3.2 - Mitigating potential deviations
Practical guidance - automotive
Authors: Professor Robin E Bloomfield, Dr Gareth Fletcher (Adelard LLP), and Dr Peter Popov (City University)
Defence in depth and diversity are fundamental to achieving high levels of safety within complex systems. Diversity is a key concept and diverse redundancy is needed to counter common cause failures and epistemic uncertainties. It is a sound and widely used design principle in safety-critical applications. Lack of diversity was a key factor in the 2003 North American power blackout as non-diverse backup systems failed in the same way as the primary systems (p.60 ).
The key factor which determines how beneficial “design diversity” is, is the failure correlation between “diverse” components. Ideally, when one opts for “design diversity” one hopes that simultaneous channel failures either do not occur at all or, if they do, they are rare. A number of studies (e.g. ) with non-machine learning (ML) based software demonstrated that the gains from design diversity may be significant but are usually significantly lower than one may hope under the assumption that diverse components would fail (statistically) independently. One explanation for this is that independent designers and developers make similar mistakes because of the inherent difficulty of the problem that the algorithm is solving. The presence of these correlations and the non-independence of failures is a robust result, replicated across experiments sponsored by Nasa, the nuclear industry and others.
Defence in depth in the autonomous vehicle context can take a variety of forms – from hardening a particular functional block (e.g. by deploying design diversity), to building a resilient architecture optimised to detect a failure, confine its impact and recover from failure fast. In addition, diversity can be deployed within design and verification and validation (V&V) teams, between development and assessment organisations, in tool chains to try and avoid problems of complex tool reliability, and in V&V techniques .
The principles of how to deploy defence in depth are well-known and discussed widely in safety and security related standards and text books (). For autonomous systems the challenge is how to deploy defence in depth with ML components. Such ML components may be used as “sensors” in a safety channel (e.g. to detect obstacles on the road) and also to implement an essential part of the functionality (e.g. in journey planners).
Diversity studies have been conducted with ML software too. For instance, a number of studies in the late 1990s examined the effectiveness of design diversity with ML used for character recognition. In these works (e.g. ) the authors made two observations:
- The effectiveness of diversity is affected not only by whether diverse channels fail simultaneously, but also whether the failures are identical or not
- Diversity between channels can be promoted by carefully planning how the channels are trained, although the practical advice provided by the authors on how this can be done efficiently is very limited
Summary of approach
Diversity is important and should be introduced systematically and explicitly in the system and development lifecycle. For the developer and system architect, there are many options to consider for the ML component including the use of real time ensembles, diverse training sets and different tool chains.
Recommendations are as follows:
- The use of diversity to improve reliability and safety is a sound principle. In particular it should be used to achieve higher dependability of safety mechanisms. The stakeholders for a mobility service or deployment of autonomous vehicles should undertake a review of defence in depth and define a diversity and defence in depth strategy balancing the advantages of diversity with possible increases in complexity and attack surface.

- **RECORDS TO USE**
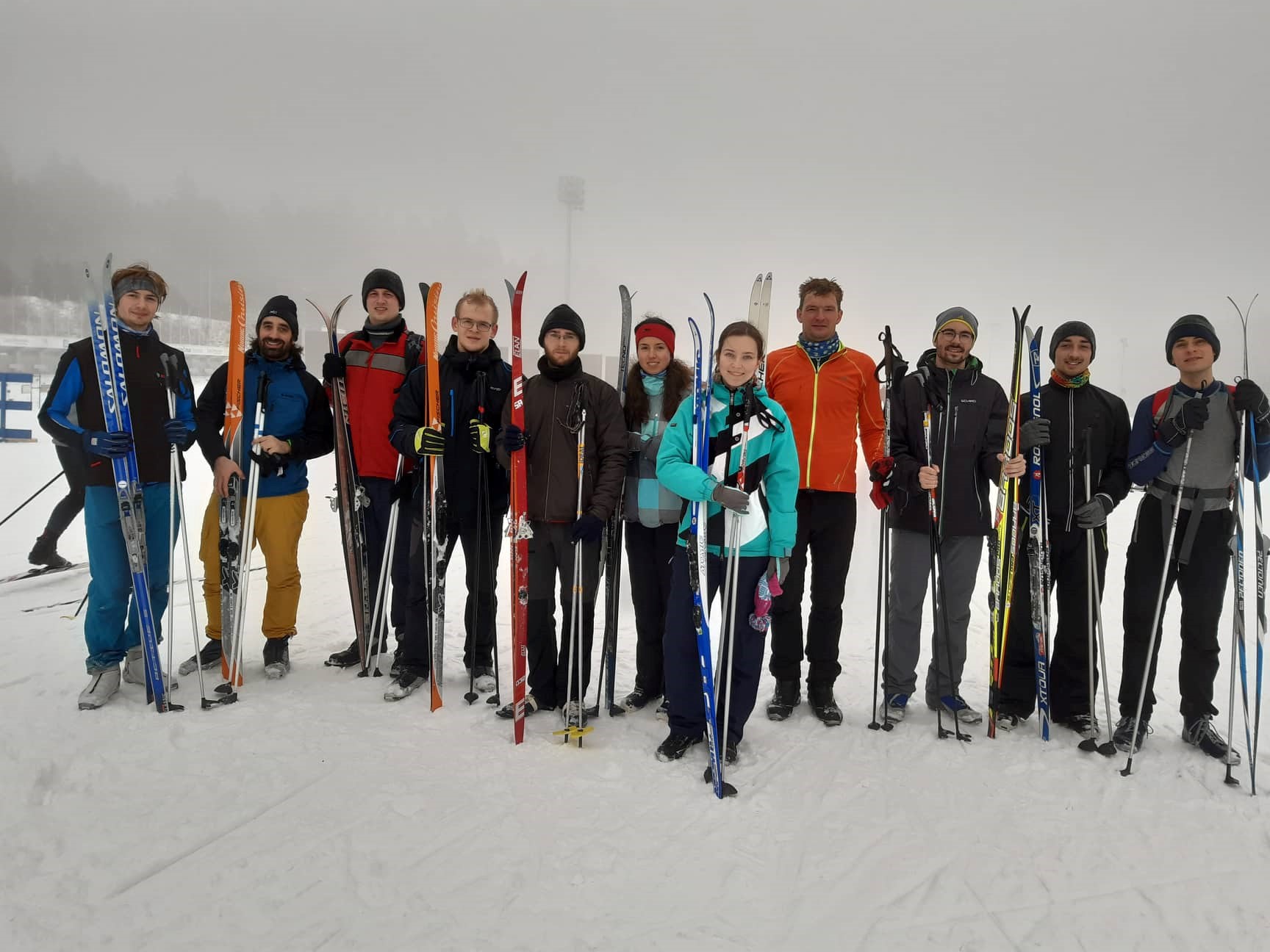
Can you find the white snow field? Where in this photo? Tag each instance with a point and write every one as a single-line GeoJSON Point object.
{"type": "Point", "coordinates": [312, 815]}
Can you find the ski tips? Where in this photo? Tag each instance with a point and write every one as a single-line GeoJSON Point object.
{"type": "Point", "coordinates": [1246, 311]}
{"type": "Point", "coordinates": [334, 315]}
{"type": "Point", "coordinates": [326, 317]}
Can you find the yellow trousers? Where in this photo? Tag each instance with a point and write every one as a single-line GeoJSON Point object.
{"type": "Point", "coordinates": [279, 522]}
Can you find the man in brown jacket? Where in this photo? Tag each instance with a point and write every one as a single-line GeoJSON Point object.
{"type": "Point", "coordinates": [560, 403]}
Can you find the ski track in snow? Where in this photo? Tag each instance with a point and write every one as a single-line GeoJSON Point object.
{"type": "Point", "coordinates": [312, 815]}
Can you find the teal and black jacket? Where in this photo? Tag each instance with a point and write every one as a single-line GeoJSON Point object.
{"type": "Point", "coordinates": [771, 470]}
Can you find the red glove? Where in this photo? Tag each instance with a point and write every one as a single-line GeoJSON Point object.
{"type": "Point", "coordinates": [879, 474]}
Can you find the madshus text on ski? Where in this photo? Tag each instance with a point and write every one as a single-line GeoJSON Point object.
{"type": "Point", "coordinates": [731, 481]}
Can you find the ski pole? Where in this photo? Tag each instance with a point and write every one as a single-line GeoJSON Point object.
{"type": "Point", "coordinates": [729, 643]}
{"type": "Point", "coordinates": [253, 490]}
{"type": "Point", "coordinates": [382, 585]}
{"type": "Point", "coordinates": [474, 615]}
{"type": "Point", "coordinates": [1095, 619]}
{"type": "Point", "coordinates": [1156, 629]}
{"type": "Point", "coordinates": [29, 498]}
{"type": "Point", "coordinates": [882, 624]}
{"type": "Point", "coordinates": [1238, 648]}
{"type": "Point", "coordinates": [172, 373]}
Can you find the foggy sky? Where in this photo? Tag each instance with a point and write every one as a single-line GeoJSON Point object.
{"type": "Point", "coordinates": [1104, 162]}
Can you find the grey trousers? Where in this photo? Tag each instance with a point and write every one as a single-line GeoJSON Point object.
{"type": "Point", "coordinates": [910, 583]}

- **TO DO**
**a)** Answer these questions from the passage on defence in depth and diversity:
(i) Which 2003 event does it give as a case where a lack of diversity was a key factor?
(ii) What use of machine learning did the late-1990s diversity studies examine?
(iii) What options for the ML component does the summary of approach list?
**b)** Recast part of the listing as a numbered list, without blank lines. Begin at the line that contains "Can you find the teal" and continue through the end of the listing.

- **EXPECTED RESPONSES**
**a)**
(i) The 2003 North American power blackout.
(ii) Character recognition.
(iii) Real time ensembles, diverse training sets and different tool chains.

**b)**
1. Can you find the teal and black jacket? Where in this photo? Tag each instance with a point and write every one as a single-line GeoJSON Point object.
2. {"type": "Point", "coordinates": [771, 470]}
3. Can you find the red glove? Where in this photo? Tag each instance with a point and write every one as a single-line GeoJSON Point object.
4. {"type": "Point", "coordinates": [879, 474]}
5. Can you find the madshus text on ski? Where in this photo? Tag each instance with a point and write every one as a single-line GeoJSON Point object.
6. {"type": "Point", "coordinates": [731, 481]}
7. Can you find the ski pole? Where in this photo? Tag each instance with a point and write every one as a single-line GeoJSON Point object.
8. {"type": "Point", "coordinates": [729, 643]}
9. {"type": "Point", "coordinates": [253, 490]}
10. {"type": "Point", "coordinates": [382, 585]}
11. {"type": "Point", "coordinates": [474, 615]}
12. {"type": "Point", "coordinates": [1095, 619]}
13. {"type": "Point", "coordinates": [1156, 629]}
14. {"type": "Point", "coordinates": [29, 498]}
15. {"type": "Point", "coordinates": [882, 624]}
16. {"type": "Point", "coordinates": [1238, 648]}
17. {"type": "Point", "coordinates": [172, 373]}
18. Can you find the foggy sky? Where in this photo? Tag each instance with a point and write every one as a single-line GeoJSON Point object.
19. {"type": "Point", "coordinates": [1104, 162]}
20. Can you find the grey trousers? Where in this photo? Tag each instance with a point and write every one as a single-line GeoJSON Point object.
21. {"type": "Point", "coordinates": [910, 583]}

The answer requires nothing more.